===== TEXT SHOWN
A So-Called Sabbatical
After living in Geneva for four years, we decided to spend a few months traveling in Europe before moving back to the U.S. We called it a sabbatical even though it was really an extended vacation before my partner started his new job in Seattle.
We thought we had it figured out and would work our way south as autumn progressed, spending September in Scandinavia, October in Italy, and November in the south of France before joining our daughter in Paris at the end of the trip.
What we didn’t bank on was the energy and effort it requires to change cities and hotels every few days; something we’d done in our twenties and thirties when we lived out of backpacks for weeks at a time, but not recommended for people in their sixties who prefer a slower pace to appreciate new places.
September in Scandinavia
We kicked off our trip in Norway where close friends invited us to stay in their home outside Oslo. They couldn’t have been more welcoming. After the stressful weeks of packing up our apartment in Geneva and shipping our belongings home, it was reviving to take walks around Drammen Fjord and explore the streets and galleries of Oslo with friends.
Our son joined us, and we drove through central Norway and north to Balestrand, a village perched above the longest fjord in the country. The Sognefjord slices deep into Norway’s interior, carving narrow canyons with sheer walls that plunge hundreds of feet into the sea.
Huge cruise ships that ply the fjord in summer were mostly gone in September. We took a boat tour of the Sognefjord’s inner bays and got off in the town of Flam for lunch before returning to our hotel in Balestrand.
Our friend Cam drove us from Oslo to the west coast of Sweden so we could stop in quaint fishing villages along the way. We had lunch in Fjallbacka before hiking up a steep path along a gorge to a rocky knoll with views of islands along the coast.
We stayed in Farrs Hatt for the night, in a hotel situated next to a forbidding castle. After touring it, our son declared it the best medieval castle he’d ever seen.
Cam left us in Gothenburg where we intended to spend a few days enjoying its laid-back vibe, nautical museum, shops and restaurants. Traveling on to Stockholm by train, we ended up spending a week there touring such landmarks as the Nordic Museum and the Vasa ship that was resurrected from the ocean floor and meticulously restored.
Though Stockholm is a big city, its parks and waterways, cobbled streets and lanes made it easy to navigate. We stayed in Gamla Stan, a tiny island that’s home to the royal palace as well as to restaurants and cafes.
One day we did a boat tour that meandered among the many islands—14,000 of them in total—protecting Sweden’s east coast. Disembarking at the outermost island, we ate lunch in a Sand Point restaurant and ordered a Scandinavian specialty we’d come to love—tiny shrimps and crab salad on toast—known as Skagen.
==========
===== PROVIDED DATA
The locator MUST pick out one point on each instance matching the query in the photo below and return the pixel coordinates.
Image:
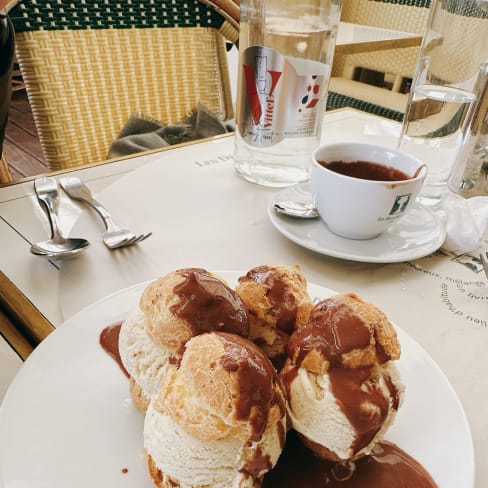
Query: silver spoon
(293, 208)
(59, 246)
==========
- **TASKS**:
A: From the travel account, list each month in the original trip plan with the place assigned to it.
B: Copy the part of the travel account that begins with the words "Cam left us" and ends with "and meticulously restored.".
The entries aren't needed for what comes next.

- **OUTPUTS FOR THE TASKS**:
A:
- September: Scandinavia
- October: Italy
- November: the south of France

B:
Cam left us in Gothenburg where we intended to spend a few days enjoying its laid-back vibe, nautical museum, shops and restaurants. Traveling on to Stockholm by train, we ended up spending a week there touring such landmarks as the Nordic Museum and the Vasa ship that was resurrected from the ocean floor and meticulously restored.